-- Task brief --
Please continue the essay below about fainting under the Chuppa at a brother's wedding, picking up right after its final sentence.

BEGIN Text under study

Arts & Culture

The Not-So-Best Man

It wouldn’t have been intentional, but I almost ruined my brother’s wedding last week.  I had no idea when he asked me to be his best man that I would have any responsibilities other than making a speech before dinner.  … Read More

By / October 5, 2008

It wouldn’t have been intentional, but I almost ruined my brother’s wedding last week.  I had no idea when he asked me to be his best man that I would have any responsibilities other than making a speech before dinner.  Had I known that I’d have to stand with him at the Chuppa, I would’ve had to decline the best-manship. 

As I stood in front of all the wedding guests alongside my brother, I became very light-headed. The room started to spin and my heart began to palpitate so I gripped the wooden Chuppa poles with my hands for support.  Seconds later, I fainted.  As my wife, Nancy, my sister and several others rushed to my aid with water, juices and handkerchiefs to wipe my brow, everyone assumed it had to do with low-blood sugar or the heat.  Only Nancy knew it had nothing to do with either.  It was my aversion to religion that had caused yet another meltdown. 

It all started shortly after my Bar Mitzvah, in 1977.  Two months after I had officially become a man, my Long Island rabbi ditched Judaism to become an Episcopalian minister in Rhode Island.  Ever since then I have freaked out when being exposed to organized religion.  It’s not limited to Judaism, either.  When I go to a Catholic wedding I need to sit in the back row, so I can periodically take breaks from the sermon.  When I was in Bangkok, I was unable to last more than three minutes in a Buddhist Temple, despite not understanding one word of Thai.  Even weeks before my own wedding, when Nancy and I first met the rabbi in his office, I needed to leave the room to get into the fetal position on the cold bathroom floor. Thankfully, at our actual wedding I was able to stay upright, but only because I’d instructed Nancy to keep pinching my finger as we held hands, so I could concentrate on physical pain rather than emotional pain while simultaneously counting the pinches.

END Text under study
BEGIN Listed records

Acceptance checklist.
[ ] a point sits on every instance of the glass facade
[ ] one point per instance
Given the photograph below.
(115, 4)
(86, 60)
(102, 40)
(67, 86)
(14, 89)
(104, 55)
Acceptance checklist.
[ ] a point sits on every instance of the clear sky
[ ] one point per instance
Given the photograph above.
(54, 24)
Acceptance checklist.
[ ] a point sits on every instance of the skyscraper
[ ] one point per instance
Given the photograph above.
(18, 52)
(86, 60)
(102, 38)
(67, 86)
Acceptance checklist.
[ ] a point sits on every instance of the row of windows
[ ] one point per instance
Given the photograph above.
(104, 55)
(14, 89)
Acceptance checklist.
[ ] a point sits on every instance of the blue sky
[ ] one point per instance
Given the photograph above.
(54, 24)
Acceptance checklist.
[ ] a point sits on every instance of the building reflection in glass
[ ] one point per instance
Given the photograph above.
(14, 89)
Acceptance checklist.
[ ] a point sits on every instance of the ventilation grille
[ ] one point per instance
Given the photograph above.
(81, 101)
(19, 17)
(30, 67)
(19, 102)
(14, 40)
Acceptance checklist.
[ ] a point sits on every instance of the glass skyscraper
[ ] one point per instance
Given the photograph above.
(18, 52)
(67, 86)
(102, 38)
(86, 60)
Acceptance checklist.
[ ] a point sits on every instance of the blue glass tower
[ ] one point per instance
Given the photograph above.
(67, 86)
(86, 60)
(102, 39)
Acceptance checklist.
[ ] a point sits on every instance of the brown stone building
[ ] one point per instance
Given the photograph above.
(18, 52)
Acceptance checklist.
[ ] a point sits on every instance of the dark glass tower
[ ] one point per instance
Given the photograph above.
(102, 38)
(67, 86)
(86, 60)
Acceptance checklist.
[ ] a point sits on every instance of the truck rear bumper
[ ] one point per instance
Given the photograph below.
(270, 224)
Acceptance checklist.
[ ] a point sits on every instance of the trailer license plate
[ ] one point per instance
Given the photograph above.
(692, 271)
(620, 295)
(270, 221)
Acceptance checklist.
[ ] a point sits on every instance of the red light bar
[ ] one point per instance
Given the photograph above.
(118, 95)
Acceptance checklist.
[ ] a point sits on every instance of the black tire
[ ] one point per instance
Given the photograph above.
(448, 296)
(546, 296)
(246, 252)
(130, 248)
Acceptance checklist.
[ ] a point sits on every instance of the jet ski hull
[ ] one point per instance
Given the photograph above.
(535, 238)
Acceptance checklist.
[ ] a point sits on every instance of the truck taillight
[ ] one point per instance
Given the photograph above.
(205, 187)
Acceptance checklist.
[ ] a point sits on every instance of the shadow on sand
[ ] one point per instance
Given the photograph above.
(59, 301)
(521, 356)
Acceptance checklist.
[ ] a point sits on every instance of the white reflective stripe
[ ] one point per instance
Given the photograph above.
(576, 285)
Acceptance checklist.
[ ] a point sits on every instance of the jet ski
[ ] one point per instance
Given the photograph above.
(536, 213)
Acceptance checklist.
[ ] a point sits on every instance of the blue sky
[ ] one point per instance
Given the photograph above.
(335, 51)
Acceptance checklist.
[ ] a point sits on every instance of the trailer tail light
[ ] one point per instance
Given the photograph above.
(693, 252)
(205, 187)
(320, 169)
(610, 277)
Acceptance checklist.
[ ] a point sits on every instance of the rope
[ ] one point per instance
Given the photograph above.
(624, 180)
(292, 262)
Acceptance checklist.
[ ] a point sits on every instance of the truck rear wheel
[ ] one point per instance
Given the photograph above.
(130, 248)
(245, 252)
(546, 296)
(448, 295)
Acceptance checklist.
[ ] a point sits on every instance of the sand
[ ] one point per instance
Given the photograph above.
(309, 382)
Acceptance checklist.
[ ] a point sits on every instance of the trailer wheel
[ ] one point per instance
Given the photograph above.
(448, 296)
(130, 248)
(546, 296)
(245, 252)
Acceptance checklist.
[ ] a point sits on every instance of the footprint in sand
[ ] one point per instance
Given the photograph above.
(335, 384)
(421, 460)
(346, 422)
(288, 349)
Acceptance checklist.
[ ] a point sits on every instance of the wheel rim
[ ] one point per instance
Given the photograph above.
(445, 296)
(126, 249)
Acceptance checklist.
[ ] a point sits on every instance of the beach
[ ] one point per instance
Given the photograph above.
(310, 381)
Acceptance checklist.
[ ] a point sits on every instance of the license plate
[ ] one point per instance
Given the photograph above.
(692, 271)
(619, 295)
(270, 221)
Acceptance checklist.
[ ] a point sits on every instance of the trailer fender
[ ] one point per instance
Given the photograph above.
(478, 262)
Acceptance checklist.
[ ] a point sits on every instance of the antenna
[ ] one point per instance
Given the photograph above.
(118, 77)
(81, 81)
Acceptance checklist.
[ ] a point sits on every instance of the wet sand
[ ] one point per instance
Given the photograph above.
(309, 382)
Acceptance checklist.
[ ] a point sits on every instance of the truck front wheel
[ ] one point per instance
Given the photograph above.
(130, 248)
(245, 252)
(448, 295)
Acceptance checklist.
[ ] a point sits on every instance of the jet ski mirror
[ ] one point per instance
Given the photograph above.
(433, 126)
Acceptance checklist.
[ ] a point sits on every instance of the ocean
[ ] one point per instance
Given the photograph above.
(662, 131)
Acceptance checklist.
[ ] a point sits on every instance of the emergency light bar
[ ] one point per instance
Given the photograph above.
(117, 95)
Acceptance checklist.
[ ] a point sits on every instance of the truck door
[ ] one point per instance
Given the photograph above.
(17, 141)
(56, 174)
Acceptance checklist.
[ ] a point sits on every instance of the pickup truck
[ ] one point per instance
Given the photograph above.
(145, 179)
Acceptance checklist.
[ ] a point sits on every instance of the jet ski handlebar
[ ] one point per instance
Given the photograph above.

END Listed records

-- Solved problem --
I don’t want to be like this.  For years I met with a religion therapist to try to conquer my problems. I even went on Zoloft to combat the anxiety attacks that plagued me in houses of worship.  Both have helped improve my religious stamina, but obviously not enough.

The religion therapist thinks it has something to do with my mother having M.S. for the past thirty plus years and, combined with my rabbi’s exodus, I had lost my faith in God.  I’m not sure that’s the case.  I think between the aforementioned events and the sad fact that most of my relatives were killed during the Holocaust, the entire concept of God has me confused.  The problem is that it’s hard to find the answer when the questions make you pass out.  So for the time being, if you see me at a wedding, I’ll be outside pacing during the ceremony, which beats turning white and having a rabbi pat down my sweaty head with his yarmulke and then lying that I have low blood sugar to mask my issues.  But I will be at the reception where I will help myself to some of those tiny zucchini things.